** Passage to read **
"'I Wish I Was a Mole In the Ground'" | |
---|---|
Song by Bascom Lamar Lunsford | |
Released | 1928 |
Genre | Roots and Folk music |
Label | Brunswick Records |
Songwriter(s) | traditional |
"I Wish I Was a Mole in the Ground" is a traditional American folk song. It was most famously recorded by Bascom Lamar Lunsford in 1928 for Brunswick Records in Ashland, Kentucky. Harry Smith included "I Wish I Was a Mole in the Ground" on his Anthology of American Folk Music released by Folkways Records in 1952. The notes for Smith's Anthology state that Lunsford learned this song from Fred Moody, a North Carolina neighbor, in 1901. [1]
Lunsford said of this song:
The title of this mountain banjo song is "I Wish I Was A Mole In The Ground." I've known it since 1901 when I heard Fred Moody, then a high school boy, sing it down in Burke County. Fred lives in Haywood County, North Carolina, and the footnote to the song is that the "bend" referred to is the bend of the Pigeon River in Haywood County, North Carolina. I played it as a request of my mother back in 1902. It was the last request she ever made of me. I was teaching that time at Doggett's Gap at public school in Madison County, and returned to my school on Sunday evening. She was interested in my picking the banjo, and she asked me to get the five-string banjo down and play "I Wish I Was A Mole In The Ground." I went away, and she grew sick and passed away and that was the last request she ever made of me. [2]
In his notes for "I Wish I Was a Mole in the Ground", supplied with the Anthology in 1952, Smith disagrees about the meaning of "The Bend" when he wrote:
The narrator's wish to be a mole in the ground and a lizzard [sic] in the spring are quite surrealistic in their symbolism. "The Bend" ("pen" in some other versions) probably refers to the Big Bend penitentiary. In an earlier version of this song (Okeh, 1925) the banjo is even more remarkable in its halting rhythms, and the singer decided he would "rather be a lizzard [sic]..." Lunsford, a lawyer of Asheville, North Carolina, writes that this song is a typical product of the Pigeon River Valley. [3]
Lunsford considered himself an archivist and never took credit for this song or any songs he recorded. He traveled the western mountains of North Carolina and learned this song from the "locals" as it was his goal and passion to archive songs that he heard growing up for historical reference.[ citation needed ]
The song has been recorded by other performers. [4] The song is sometimes known by one of its verses, "Tempie let your hair roll down"[ citation needed ], and is the basis for the campfire song "I Wish I Was a Little Bar of Soap"[ citation needed ]. Natalie Wood sings two verses of the song in the 1947 film, Driftwood.

** Required tasks **
1 – Answer these questions using the passage about the folk song "I Wish I Was a Mole in the Ground," one answer per line:
(a) In what year did Lunsford first hear Fred Moody sing the song?
(b) According to Smith's notes, what does "The Bend" probably refer to?
(c) In which film does Natalie Wood sing two verses of the song?
2 – List every county named in the passage about the folk song "I Wish I Was a Mole in the Ground."
3 – Continue the passage about the folk song "I Wish I Was a Mole in the Ground" from where it stops.

** Dataset extract **
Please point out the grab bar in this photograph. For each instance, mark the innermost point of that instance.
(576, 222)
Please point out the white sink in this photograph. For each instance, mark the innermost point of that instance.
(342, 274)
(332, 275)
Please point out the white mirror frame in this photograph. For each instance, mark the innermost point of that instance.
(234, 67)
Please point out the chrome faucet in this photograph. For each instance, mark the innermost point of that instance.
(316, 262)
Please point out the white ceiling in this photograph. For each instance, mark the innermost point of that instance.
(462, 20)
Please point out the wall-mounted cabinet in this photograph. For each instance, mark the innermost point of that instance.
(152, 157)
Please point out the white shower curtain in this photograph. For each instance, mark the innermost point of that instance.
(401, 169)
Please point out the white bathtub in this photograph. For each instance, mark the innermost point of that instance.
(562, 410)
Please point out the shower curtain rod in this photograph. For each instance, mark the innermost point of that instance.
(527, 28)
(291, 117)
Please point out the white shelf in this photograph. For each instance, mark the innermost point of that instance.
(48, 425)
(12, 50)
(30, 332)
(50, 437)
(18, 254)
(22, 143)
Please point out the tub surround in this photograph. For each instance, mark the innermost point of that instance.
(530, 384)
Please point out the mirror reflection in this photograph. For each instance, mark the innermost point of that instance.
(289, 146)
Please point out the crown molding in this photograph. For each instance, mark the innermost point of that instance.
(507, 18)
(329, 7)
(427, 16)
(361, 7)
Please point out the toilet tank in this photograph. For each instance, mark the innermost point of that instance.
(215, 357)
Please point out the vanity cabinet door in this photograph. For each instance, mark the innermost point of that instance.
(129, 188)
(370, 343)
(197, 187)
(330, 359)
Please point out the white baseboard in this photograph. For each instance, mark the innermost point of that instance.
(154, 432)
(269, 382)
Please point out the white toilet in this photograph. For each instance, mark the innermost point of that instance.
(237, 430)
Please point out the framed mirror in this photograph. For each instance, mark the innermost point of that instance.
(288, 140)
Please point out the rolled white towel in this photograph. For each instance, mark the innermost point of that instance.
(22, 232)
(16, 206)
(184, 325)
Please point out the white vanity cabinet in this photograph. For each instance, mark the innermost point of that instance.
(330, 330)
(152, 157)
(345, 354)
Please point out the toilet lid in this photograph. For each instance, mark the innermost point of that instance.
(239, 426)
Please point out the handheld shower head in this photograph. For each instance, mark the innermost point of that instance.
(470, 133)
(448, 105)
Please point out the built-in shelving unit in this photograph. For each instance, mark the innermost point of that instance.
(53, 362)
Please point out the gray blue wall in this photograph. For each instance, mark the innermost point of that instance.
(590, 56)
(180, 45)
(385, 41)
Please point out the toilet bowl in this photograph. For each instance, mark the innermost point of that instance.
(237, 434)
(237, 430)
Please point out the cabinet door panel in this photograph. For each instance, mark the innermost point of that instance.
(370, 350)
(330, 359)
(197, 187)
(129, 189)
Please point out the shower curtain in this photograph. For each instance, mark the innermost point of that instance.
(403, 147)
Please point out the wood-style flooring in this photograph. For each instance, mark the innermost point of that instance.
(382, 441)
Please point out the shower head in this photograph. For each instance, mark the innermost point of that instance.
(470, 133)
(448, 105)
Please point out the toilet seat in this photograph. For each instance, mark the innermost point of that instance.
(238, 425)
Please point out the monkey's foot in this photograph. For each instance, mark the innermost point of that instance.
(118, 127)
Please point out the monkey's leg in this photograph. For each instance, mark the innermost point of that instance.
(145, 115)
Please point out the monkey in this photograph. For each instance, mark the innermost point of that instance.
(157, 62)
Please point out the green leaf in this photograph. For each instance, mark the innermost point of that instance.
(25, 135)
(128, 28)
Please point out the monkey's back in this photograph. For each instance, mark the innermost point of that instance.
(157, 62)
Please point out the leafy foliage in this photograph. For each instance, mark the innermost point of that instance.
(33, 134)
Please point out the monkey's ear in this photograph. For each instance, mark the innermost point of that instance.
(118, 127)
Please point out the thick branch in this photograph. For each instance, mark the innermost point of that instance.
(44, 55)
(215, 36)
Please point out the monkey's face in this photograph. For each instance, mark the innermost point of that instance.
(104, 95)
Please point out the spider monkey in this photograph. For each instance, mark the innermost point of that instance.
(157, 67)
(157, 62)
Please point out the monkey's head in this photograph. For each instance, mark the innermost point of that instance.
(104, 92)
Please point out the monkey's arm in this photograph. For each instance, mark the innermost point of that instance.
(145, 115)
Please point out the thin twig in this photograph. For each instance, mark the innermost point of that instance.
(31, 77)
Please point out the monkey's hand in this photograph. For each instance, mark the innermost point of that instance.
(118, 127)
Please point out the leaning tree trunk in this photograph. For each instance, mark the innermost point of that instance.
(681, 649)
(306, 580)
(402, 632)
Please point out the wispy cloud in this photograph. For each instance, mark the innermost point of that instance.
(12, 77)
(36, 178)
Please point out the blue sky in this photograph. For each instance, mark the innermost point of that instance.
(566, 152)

** Answer list **
1 –
(a) 1901
(b) The Big Bend penitentiary
(c) Driftwood (1947)

2 –
Burke County
Haywood County
Madison County

3 –
Bob Dylan, who listened to Smith's Anthology, echoed a line from this song; "'Cause a railroad man they'll kill you when he can/And drink up your blood like wine," as recorded in Lunsford's "I Wish I Was a Mole in the Ground", is echoed by Dylan's verse "Mona tried to tell me/To stay away from the train line/She said that all the railroad men/Just drink up your blood like wine" on his song "Stuck Inside of Mobile With the Memphis Blues Again" on the album Blonde on Blonde , recorded in 1966.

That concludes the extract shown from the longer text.